A médica patologista clínica Evangelina Araújo, chefe da seção de microbiologia do HCFMUSP, apresentou um panorama preocupante sobre os impactos dessas partículas na saúde humana e planetária. “A questão dos microplásticos é ainda pouco conhecida como efeito de saúde, mas já se sabe que tem grandes efeitos”, afirmou. Ela lembrou que cerca de 50% do plástico produzido é de uso único e descartado em menos de 15 minutos; 3 milhões de toneladas vão parar nos oceanos todos os anos - “o equivalente a um caminhão por minuto”; menos de 9% é reciclado; e mais de 1 milhão de animais marinhos morrem anualmente por conta desse material. Estima-se ainda que uma pessoa ingira, ao longo da vida, cerca de 18 quilos de plástico e que, até 2050, haverá mais plásticos do que peixes nos oceanos.

LINHAS FORNECIDAS -
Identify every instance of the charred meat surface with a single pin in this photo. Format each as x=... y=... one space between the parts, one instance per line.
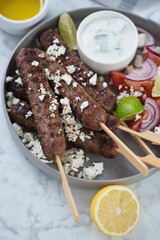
x=84 y=106
x=43 y=103
x=95 y=88
x=98 y=143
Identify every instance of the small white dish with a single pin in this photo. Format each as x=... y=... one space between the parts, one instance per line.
x=107 y=41
x=20 y=27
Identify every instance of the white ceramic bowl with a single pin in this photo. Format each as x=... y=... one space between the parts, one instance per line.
x=20 y=27
x=100 y=65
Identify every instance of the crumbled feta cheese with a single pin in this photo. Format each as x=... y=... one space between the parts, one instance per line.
x=35 y=63
x=157 y=130
x=105 y=84
x=93 y=80
x=11 y=100
x=142 y=89
x=18 y=129
x=71 y=69
x=42 y=89
x=41 y=97
x=19 y=81
x=78 y=99
x=93 y=171
x=84 y=105
x=17 y=72
x=9 y=79
x=75 y=84
x=67 y=78
x=28 y=114
x=41 y=55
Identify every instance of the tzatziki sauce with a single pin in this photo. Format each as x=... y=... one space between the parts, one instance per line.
x=107 y=39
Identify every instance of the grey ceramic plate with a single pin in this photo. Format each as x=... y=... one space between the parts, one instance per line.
x=116 y=171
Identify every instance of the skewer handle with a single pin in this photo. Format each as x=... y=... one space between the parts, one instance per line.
x=134 y=159
x=67 y=191
x=140 y=141
x=147 y=135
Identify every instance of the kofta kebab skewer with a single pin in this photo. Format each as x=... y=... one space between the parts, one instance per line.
x=51 y=41
x=44 y=106
x=98 y=142
x=84 y=106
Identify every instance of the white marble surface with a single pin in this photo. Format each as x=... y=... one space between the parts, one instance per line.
x=33 y=205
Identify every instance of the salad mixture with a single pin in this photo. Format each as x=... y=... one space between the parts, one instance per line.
x=142 y=80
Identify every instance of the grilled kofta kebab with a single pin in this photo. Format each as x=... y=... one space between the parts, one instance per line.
x=43 y=104
x=90 y=141
x=53 y=43
x=87 y=110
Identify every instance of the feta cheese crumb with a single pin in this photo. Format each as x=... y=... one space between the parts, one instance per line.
x=71 y=69
x=75 y=84
x=105 y=84
x=28 y=114
x=93 y=80
x=18 y=129
x=35 y=63
x=55 y=50
x=9 y=79
x=67 y=78
x=84 y=105
x=137 y=117
x=41 y=97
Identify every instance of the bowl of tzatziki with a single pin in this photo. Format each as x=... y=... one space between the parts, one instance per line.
x=107 y=41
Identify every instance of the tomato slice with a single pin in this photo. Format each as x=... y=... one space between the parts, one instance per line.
x=157 y=100
x=153 y=57
x=135 y=125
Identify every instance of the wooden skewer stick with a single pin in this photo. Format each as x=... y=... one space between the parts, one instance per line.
x=147 y=135
x=149 y=159
x=134 y=159
x=140 y=141
x=67 y=190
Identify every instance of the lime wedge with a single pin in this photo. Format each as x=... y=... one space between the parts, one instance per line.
x=128 y=107
x=67 y=30
x=156 y=88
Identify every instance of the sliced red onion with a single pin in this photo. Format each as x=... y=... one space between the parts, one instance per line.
x=153 y=117
x=150 y=39
x=147 y=72
x=153 y=50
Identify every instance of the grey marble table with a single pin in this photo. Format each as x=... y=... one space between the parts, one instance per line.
x=33 y=205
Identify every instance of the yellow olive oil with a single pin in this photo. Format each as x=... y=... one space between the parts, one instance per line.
x=19 y=9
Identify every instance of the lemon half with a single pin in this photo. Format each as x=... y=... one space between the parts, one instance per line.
x=115 y=210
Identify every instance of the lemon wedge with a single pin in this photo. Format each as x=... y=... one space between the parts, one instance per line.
x=67 y=30
x=115 y=210
x=128 y=107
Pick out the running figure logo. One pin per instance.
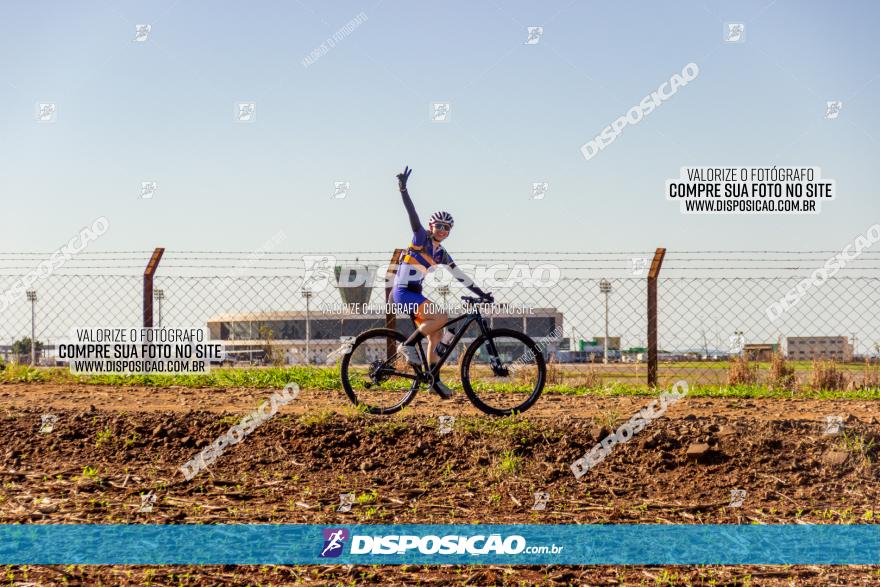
(334, 539)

OBJETIVO DO EXERCÍCIO -
Reescreva a parte do trecho sobre microplásticos que abre com as palavras "A médica patologista" e fecha com "peixes nos oceanos.", mudando "caminhão" para "ônibus".

SOLUÇÃO DO PROBLEMA -
A médica patologista clínica Evangelina Araújo, chefe da seção de microbiologia do HCFMUSP, apresentou um panorama preocupante sobre os impactos dessas partículas na saúde humana e planetária. “A questão dos microplásticos é ainda pouco conhecida como efeito de saúde, mas já se sabe que tem grandes efeitos”, afirmou. Ela lembrou que cerca de 50% do plástico produzido é de uso único e descartado em menos de 15 minutos; 3 milhões de toneladas vão parar nos oceanos todos os anos - “o equivalente a um ônibus por minuto”; menos de 9% é reciclado; e mais de 1 milhão de animais marinhos morrem anualmente por conta desse material. Estima-se ainda que uma pessoa ingira, ao longo da vida, cerca de 18 quilos de plástico e que, até 2050, haverá mais plásticos do que peixes nos oceanos.